◆ Supplied data ◆
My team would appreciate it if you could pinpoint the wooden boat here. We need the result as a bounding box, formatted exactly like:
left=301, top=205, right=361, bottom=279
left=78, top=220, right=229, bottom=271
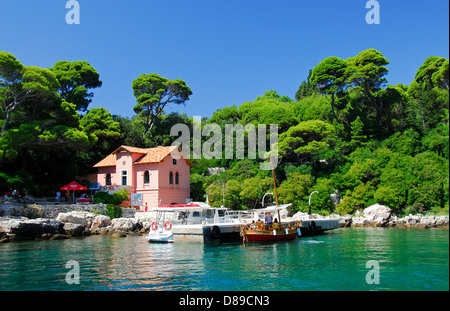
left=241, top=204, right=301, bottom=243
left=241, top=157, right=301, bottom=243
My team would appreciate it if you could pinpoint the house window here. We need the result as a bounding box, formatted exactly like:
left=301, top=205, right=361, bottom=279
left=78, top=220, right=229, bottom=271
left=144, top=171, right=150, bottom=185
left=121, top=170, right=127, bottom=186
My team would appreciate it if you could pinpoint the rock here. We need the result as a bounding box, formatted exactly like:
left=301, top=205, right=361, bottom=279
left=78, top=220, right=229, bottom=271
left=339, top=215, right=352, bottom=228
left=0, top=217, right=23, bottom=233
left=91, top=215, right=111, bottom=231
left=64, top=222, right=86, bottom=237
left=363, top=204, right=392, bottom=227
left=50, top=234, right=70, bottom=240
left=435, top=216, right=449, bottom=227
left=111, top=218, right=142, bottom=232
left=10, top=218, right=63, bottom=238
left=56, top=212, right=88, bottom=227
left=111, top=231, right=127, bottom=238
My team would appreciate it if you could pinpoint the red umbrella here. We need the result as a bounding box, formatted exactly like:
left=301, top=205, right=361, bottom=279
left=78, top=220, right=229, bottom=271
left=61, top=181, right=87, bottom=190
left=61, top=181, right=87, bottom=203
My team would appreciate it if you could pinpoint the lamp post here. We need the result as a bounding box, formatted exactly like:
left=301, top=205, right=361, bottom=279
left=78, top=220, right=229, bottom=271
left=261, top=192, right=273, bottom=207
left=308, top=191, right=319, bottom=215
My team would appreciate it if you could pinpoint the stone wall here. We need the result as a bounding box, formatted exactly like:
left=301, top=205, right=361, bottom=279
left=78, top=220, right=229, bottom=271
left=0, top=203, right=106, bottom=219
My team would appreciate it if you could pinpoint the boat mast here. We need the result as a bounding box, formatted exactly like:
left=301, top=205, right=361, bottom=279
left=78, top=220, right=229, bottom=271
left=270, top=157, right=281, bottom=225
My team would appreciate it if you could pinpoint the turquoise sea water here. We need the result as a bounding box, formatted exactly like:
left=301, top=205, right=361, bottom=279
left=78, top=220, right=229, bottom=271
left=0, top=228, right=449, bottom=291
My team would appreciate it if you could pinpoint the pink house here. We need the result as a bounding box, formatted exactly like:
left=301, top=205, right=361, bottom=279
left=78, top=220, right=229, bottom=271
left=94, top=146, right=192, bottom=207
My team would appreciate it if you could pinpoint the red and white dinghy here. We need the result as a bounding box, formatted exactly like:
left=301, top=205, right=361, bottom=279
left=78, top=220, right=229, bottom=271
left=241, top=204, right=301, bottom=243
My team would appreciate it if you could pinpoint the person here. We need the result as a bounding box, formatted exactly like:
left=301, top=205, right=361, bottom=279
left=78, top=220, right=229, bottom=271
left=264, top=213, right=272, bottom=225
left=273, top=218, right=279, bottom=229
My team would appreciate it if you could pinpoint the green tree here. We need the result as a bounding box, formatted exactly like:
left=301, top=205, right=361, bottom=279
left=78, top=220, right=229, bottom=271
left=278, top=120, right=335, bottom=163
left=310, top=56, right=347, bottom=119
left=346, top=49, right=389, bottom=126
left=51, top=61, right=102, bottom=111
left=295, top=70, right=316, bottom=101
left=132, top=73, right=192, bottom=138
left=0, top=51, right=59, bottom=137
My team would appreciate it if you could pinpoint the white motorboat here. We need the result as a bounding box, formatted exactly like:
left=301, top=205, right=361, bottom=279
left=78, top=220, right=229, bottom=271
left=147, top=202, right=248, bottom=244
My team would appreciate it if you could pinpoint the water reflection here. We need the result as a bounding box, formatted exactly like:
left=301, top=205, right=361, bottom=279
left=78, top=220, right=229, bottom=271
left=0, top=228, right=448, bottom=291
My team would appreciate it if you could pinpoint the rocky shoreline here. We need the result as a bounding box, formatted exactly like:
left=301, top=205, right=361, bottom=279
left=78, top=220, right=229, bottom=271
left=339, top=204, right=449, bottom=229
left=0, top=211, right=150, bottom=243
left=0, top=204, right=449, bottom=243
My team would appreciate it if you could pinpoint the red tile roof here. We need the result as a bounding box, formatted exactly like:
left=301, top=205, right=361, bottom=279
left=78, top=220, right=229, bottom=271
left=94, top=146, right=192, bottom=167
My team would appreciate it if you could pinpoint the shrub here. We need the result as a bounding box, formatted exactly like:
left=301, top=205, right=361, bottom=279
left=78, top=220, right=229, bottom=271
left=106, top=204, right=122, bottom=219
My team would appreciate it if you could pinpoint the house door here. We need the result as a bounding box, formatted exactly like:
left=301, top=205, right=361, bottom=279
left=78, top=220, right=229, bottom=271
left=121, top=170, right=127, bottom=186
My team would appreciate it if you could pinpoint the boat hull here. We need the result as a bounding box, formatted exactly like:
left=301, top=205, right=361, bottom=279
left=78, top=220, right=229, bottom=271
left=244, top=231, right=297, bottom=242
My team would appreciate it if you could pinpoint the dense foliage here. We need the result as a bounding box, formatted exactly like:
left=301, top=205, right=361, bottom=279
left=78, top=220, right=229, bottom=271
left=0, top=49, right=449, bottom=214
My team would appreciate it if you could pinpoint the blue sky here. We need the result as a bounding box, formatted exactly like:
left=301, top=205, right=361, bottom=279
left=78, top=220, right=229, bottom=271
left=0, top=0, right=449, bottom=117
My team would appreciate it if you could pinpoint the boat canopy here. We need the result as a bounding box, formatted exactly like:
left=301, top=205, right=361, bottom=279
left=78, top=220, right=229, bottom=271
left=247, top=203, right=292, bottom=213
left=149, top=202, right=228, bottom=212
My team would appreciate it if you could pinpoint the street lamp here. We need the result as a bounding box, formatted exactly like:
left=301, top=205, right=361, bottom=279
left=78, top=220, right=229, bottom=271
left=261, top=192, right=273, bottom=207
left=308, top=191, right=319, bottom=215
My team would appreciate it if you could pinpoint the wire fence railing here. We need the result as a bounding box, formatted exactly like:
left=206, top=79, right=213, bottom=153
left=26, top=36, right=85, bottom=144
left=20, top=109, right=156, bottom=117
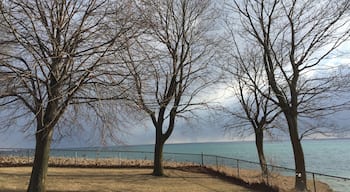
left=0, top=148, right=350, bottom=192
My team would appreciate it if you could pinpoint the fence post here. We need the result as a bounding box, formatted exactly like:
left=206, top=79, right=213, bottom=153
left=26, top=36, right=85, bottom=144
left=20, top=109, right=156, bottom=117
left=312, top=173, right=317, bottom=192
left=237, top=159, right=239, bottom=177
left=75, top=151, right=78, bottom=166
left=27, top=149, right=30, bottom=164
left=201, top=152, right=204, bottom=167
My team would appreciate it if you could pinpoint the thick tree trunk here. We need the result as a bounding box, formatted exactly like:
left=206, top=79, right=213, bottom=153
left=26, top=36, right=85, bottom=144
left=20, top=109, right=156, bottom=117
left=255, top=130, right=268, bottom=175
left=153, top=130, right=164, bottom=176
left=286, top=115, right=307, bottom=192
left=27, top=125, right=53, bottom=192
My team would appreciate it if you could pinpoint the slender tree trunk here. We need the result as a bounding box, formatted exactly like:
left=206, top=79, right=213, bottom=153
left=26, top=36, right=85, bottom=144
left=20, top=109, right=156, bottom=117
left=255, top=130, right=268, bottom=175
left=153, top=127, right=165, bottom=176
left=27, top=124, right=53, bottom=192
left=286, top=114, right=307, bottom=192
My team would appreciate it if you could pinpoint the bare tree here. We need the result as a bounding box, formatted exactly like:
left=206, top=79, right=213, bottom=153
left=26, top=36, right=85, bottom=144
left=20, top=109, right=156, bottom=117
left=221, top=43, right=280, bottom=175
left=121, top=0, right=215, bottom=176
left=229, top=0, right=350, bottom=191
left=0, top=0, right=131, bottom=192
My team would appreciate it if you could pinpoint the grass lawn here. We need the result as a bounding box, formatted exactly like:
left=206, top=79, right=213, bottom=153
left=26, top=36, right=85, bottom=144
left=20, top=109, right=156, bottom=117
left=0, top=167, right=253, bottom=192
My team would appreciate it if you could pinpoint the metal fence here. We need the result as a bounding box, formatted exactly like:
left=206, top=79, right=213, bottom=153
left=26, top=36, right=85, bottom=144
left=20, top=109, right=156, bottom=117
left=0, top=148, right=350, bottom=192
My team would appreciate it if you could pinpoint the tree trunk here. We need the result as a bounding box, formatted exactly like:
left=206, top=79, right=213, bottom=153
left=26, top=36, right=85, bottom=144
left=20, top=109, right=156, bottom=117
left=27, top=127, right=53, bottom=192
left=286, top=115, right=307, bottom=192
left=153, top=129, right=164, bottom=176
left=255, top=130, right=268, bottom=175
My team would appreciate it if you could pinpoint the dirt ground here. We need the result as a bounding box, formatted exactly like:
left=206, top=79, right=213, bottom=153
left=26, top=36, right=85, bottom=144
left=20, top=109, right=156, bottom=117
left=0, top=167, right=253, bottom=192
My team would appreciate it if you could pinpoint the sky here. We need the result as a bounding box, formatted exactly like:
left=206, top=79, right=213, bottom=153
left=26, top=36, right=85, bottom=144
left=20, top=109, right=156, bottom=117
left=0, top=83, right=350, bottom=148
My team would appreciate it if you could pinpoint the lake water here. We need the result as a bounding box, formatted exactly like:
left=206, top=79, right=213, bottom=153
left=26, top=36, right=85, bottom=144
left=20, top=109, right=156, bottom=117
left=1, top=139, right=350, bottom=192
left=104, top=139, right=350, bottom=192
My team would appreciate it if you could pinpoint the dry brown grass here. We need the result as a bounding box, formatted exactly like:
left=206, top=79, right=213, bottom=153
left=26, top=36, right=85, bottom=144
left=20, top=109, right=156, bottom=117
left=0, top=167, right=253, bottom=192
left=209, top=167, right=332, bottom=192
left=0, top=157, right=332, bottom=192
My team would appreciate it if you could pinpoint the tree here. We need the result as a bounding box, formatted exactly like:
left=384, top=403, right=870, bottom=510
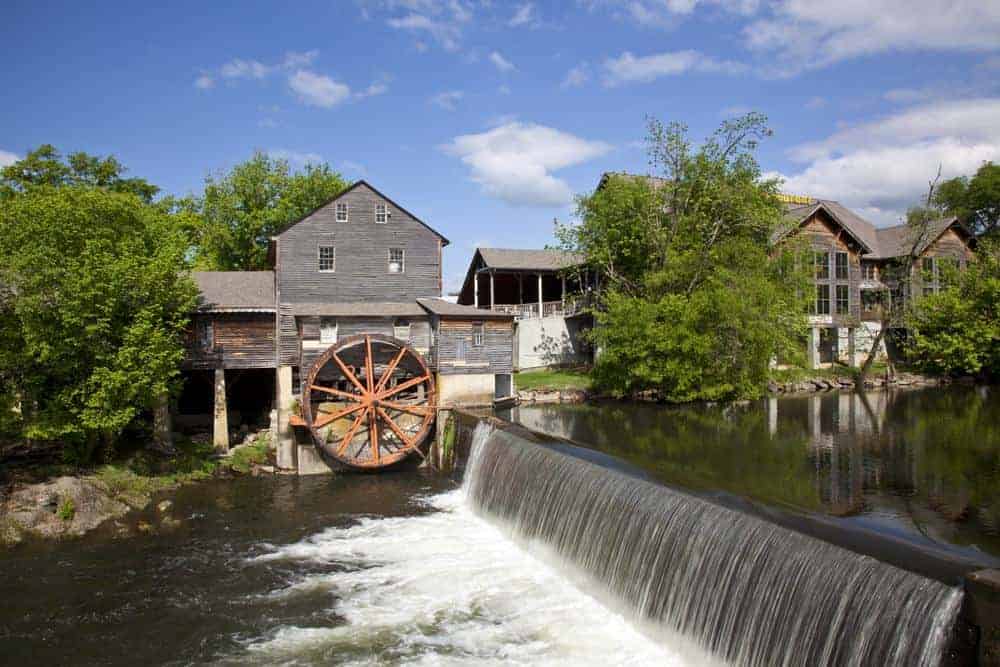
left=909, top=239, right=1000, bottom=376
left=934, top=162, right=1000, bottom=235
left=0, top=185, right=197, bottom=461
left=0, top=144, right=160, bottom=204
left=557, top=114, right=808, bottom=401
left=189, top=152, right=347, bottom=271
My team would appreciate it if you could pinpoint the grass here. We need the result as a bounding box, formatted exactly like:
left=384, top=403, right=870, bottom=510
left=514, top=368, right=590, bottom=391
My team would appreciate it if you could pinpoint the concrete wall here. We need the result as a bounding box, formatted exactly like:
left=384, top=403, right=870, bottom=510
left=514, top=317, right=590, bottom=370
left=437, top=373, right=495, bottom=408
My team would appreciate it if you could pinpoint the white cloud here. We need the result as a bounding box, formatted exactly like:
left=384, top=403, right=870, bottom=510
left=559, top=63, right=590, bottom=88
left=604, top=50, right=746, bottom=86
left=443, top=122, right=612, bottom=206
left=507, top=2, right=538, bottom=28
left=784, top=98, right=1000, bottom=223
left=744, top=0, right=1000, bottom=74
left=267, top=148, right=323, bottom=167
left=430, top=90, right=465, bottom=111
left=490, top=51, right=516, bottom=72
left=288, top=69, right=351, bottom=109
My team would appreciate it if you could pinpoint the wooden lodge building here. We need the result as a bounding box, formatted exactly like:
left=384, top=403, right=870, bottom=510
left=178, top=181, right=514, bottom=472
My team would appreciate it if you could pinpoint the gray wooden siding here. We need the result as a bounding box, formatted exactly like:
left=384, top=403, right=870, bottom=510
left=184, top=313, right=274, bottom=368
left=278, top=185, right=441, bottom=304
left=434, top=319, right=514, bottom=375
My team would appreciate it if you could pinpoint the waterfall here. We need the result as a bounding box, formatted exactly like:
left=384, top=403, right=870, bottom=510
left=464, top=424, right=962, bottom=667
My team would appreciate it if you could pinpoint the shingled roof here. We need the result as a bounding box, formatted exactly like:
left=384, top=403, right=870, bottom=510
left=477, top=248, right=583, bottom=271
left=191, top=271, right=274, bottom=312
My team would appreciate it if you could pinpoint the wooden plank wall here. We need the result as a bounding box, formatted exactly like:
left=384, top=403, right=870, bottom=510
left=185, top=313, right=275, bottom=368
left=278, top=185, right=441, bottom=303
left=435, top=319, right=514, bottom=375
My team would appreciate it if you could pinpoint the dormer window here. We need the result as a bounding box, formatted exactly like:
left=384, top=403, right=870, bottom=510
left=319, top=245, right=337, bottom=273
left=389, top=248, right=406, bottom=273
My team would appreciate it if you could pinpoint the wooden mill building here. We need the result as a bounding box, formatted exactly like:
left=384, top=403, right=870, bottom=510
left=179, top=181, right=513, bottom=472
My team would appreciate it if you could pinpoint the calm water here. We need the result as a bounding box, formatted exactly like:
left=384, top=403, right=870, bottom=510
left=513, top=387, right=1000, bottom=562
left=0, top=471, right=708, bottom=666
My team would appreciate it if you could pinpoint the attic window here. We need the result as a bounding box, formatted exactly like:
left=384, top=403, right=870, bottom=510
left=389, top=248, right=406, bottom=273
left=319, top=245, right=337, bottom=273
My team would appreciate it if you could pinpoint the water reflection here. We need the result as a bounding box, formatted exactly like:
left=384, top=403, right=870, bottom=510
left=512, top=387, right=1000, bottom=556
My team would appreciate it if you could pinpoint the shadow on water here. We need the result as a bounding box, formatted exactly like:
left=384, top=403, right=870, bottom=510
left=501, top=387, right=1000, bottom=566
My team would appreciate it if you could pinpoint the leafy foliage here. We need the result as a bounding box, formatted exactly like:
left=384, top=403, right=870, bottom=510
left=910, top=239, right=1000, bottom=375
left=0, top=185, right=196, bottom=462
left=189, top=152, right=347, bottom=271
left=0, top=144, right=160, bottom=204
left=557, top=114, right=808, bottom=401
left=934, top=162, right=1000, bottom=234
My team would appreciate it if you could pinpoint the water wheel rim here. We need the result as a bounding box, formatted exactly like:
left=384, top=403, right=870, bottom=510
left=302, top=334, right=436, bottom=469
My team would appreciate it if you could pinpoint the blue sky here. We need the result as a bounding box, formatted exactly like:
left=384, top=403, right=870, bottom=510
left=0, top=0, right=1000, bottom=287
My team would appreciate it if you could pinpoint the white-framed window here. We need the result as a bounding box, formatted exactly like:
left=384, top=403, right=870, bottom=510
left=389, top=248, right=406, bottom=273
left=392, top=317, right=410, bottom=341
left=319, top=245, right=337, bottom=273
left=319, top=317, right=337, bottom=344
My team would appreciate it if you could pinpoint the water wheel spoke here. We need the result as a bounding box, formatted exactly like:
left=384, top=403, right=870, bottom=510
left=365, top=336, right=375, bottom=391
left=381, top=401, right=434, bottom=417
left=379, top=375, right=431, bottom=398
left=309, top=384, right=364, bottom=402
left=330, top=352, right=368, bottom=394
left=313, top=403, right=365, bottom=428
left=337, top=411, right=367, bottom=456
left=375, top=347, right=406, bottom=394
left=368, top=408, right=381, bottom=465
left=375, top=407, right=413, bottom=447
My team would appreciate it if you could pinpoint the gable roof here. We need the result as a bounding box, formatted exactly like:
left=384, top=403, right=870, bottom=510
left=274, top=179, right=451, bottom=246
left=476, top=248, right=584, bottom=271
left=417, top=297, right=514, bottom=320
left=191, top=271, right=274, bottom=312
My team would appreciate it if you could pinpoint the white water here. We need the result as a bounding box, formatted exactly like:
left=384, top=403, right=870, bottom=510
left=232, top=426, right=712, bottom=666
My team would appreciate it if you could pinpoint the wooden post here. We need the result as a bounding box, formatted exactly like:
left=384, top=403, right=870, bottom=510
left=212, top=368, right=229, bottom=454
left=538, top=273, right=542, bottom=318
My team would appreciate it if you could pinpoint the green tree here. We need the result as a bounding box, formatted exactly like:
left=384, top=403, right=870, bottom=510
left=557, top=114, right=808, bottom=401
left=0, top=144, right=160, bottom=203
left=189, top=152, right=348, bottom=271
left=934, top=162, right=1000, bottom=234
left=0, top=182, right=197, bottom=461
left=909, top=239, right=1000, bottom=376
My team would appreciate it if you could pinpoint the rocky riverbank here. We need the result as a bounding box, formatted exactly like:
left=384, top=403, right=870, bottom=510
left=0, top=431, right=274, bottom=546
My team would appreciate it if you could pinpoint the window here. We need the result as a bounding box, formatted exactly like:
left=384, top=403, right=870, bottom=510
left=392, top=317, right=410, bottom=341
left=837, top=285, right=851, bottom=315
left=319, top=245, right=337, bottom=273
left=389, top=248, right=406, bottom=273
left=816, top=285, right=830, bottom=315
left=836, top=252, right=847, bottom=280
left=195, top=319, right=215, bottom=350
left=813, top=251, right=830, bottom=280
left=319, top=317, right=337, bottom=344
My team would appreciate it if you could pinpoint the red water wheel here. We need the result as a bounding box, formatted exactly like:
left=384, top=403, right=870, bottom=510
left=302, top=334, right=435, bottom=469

◆ Work required ◆
Pick out every line in the listing above that contains the string "post" and reproduce each one in full.

◆ Exercise result ◆
My team would appreciate it if you could pinpoint the lamp post here. We need the result as a bounding box, formatted exactly like:
My team would appreciate it if you could pinpoint the fence post here. We need the result as a bounding box, formatted exactly like:
My team would appreciate it if you could pinpoint the wooden post here. We need the result as a bounding box, formatted exactly like:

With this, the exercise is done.